→ Phrase grounding data:
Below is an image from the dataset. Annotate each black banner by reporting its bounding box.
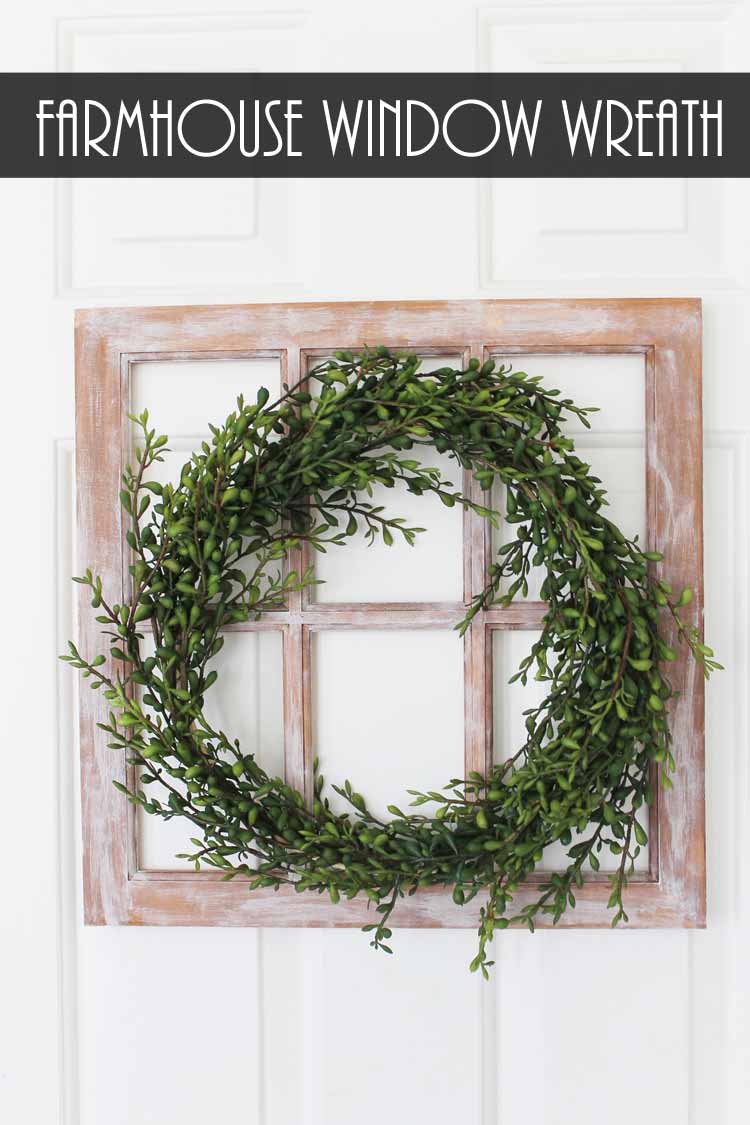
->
[4,72,747,177]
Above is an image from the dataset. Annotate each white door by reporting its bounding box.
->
[2,3,749,1124]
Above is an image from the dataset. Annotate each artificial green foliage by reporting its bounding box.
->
[63,348,719,975]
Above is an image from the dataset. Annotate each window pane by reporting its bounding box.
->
[132,357,284,591]
[490,353,646,599]
[132,356,281,437]
[311,354,466,603]
[312,629,464,821]
[492,630,648,872]
[490,352,645,432]
[137,630,284,870]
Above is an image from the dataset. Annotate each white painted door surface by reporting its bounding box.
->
[2,3,749,1124]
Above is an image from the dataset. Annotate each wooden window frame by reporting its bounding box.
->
[75,298,705,928]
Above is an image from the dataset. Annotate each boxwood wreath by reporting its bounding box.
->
[64,347,720,976]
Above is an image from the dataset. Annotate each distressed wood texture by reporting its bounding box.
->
[75,298,704,928]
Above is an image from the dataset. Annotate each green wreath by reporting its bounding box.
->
[64,348,719,976]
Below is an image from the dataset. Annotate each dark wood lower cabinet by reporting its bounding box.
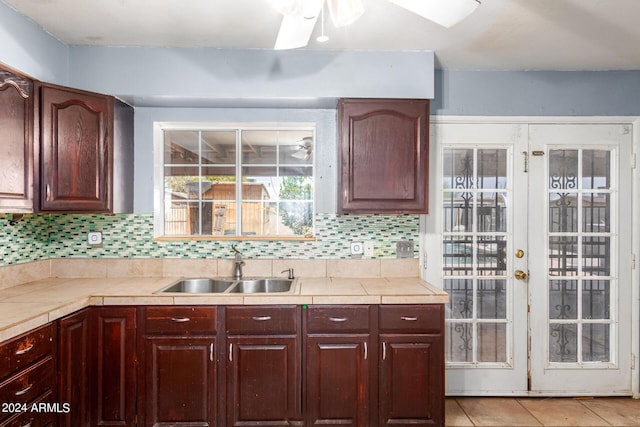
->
[58,307,136,427]
[91,307,137,427]
[54,303,443,427]
[305,335,371,426]
[58,309,91,427]
[225,305,302,427]
[141,337,216,426]
[379,335,444,426]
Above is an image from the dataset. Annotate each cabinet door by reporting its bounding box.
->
[227,336,301,426]
[39,83,113,212]
[91,307,136,427]
[142,337,216,427]
[378,334,444,427]
[58,309,91,427]
[338,98,429,213]
[305,335,371,427]
[0,66,33,212]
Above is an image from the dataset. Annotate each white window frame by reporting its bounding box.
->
[153,121,316,239]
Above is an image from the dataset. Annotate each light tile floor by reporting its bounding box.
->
[446,397,640,427]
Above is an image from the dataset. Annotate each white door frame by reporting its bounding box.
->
[421,115,640,397]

→ WHAT YOU HAVE TO DO: Lines with the word "green" in them are the answer; report each one from the data.

→ RESPONSE:
Above is an image from the dataset. Annotate each artificial green foliage by reporting its bounding box.
Above is an image from the dataset. Annotate each green wreath by reporting its bounding box.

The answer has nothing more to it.